__DIRECTIONS FOR THIS TASK__: Could you write out all of the lines below again, swapping "largest disc" for "largest circle" everywhere and leaving everything else the same?

__Records of labeled points__:

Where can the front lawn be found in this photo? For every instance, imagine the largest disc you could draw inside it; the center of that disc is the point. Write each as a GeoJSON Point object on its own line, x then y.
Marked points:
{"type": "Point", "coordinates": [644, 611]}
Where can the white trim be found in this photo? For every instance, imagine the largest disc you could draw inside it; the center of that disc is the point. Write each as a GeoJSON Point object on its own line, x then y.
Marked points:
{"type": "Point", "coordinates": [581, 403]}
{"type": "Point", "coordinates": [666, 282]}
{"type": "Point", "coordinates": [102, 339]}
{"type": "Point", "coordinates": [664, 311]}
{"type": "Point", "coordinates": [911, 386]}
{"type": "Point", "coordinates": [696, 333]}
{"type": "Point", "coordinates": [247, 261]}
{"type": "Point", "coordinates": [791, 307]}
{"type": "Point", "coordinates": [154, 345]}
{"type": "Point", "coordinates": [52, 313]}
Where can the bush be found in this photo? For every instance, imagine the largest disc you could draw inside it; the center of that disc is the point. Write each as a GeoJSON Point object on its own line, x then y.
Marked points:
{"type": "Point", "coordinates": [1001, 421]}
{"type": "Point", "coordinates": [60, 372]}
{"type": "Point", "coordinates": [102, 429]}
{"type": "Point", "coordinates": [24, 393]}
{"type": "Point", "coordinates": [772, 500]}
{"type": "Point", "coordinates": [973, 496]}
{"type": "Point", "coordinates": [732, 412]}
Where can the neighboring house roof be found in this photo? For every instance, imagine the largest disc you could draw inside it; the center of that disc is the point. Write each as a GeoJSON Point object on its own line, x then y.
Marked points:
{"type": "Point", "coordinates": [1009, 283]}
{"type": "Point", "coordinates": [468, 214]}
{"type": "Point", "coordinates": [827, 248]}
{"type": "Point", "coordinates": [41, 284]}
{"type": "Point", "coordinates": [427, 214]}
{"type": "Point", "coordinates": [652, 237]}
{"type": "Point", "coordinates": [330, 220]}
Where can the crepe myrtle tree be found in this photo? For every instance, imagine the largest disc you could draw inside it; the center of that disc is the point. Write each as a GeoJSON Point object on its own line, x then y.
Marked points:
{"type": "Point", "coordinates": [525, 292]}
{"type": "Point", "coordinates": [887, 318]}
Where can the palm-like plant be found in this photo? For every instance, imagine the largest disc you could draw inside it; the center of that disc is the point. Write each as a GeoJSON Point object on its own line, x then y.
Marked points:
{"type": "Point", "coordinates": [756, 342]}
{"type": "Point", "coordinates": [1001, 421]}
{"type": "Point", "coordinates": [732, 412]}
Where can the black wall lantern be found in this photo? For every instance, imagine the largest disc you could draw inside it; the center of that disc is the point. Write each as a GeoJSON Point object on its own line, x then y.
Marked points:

__RESULT OF THE EXERCISE__:
Where can the front lawn be found in this photo? For every instance, imagine the largest circle you could draw inside it; the center of that disc is the point. Write each as a GeoJSON Point object on its own line, x then y.
Marked points:
{"type": "Point", "coordinates": [644, 611]}
Where can the white trim be found in this photo? For every instance, imagine the largest circle you could draw inside it; the center of that disc is the point. Write each as a GeoJSON Point object on its own line, x then y.
Marked points:
{"type": "Point", "coordinates": [581, 403]}
{"type": "Point", "coordinates": [666, 282]}
{"type": "Point", "coordinates": [102, 339]}
{"type": "Point", "coordinates": [664, 311]}
{"type": "Point", "coordinates": [911, 386]}
{"type": "Point", "coordinates": [696, 333]}
{"type": "Point", "coordinates": [247, 261]}
{"type": "Point", "coordinates": [791, 307]}
{"type": "Point", "coordinates": [154, 345]}
{"type": "Point", "coordinates": [52, 313]}
Where can the bush be found in this photo? For every instance, imagine the largest circle you could draw inside it; the center of that disc is the point. Write each as a GeoJSON Point object on its own line, x then y.
Marked points:
{"type": "Point", "coordinates": [1001, 421]}
{"type": "Point", "coordinates": [60, 372]}
{"type": "Point", "coordinates": [102, 429]}
{"type": "Point", "coordinates": [24, 393]}
{"type": "Point", "coordinates": [772, 500]}
{"type": "Point", "coordinates": [973, 496]}
{"type": "Point", "coordinates": [732, 412]}
Where can the neighboring house roof be found in this photo? For every instance, imagine the largest circle you could draw inside it; the center of that disc is the point. Write each as a GeoJSON Point object on its own line, x then y.
Marked points:
{"type": "Point", "coordinates": [1009, 283]}
{"type": "Point", "coordinates": [468, 214]}
{"type": "Point", "coordinates": [827, 248]}
{"type": "Point", "coordinates": [41, 284]}
{"type": "Point", "coordinates": [427, 214]}
{"type": "Point", "coordinates": [652, 237]}
{"type": "Point", "coordinates": [330, 220]}
Where can the crepe myrtle tree be found in this photo? For every instance, imagine the largest circle you could draw inside it; the center of that disc is the point. Write each as a GeoJSON Point object on its own line, x then y.
Marked points:
{"type": "Point", "coordinates": [525, 292]}
{"type": "Point", "coordinates": [887, 318]}
Where can the palm-like plant be found in this photo? For every instance, imagine the largest circle you could draw inside it; the center of that disc is the point. Write each as a GeoJSON Point object on its own line, x then y.
Marked points:
{"type": "Point", "coordinates": [756, 342]}
{"type": "Point", "coordinates": [1001, 421]}
{"type": "Point", "coordinates": [732, 412]}
Where can the black wall lantern be found in this photo? For every instance, imagine the largest circle you could draw inside it; the center of that disc is the point. Write each as a GeoJSON Point object on its own line, x then y.
Marked points:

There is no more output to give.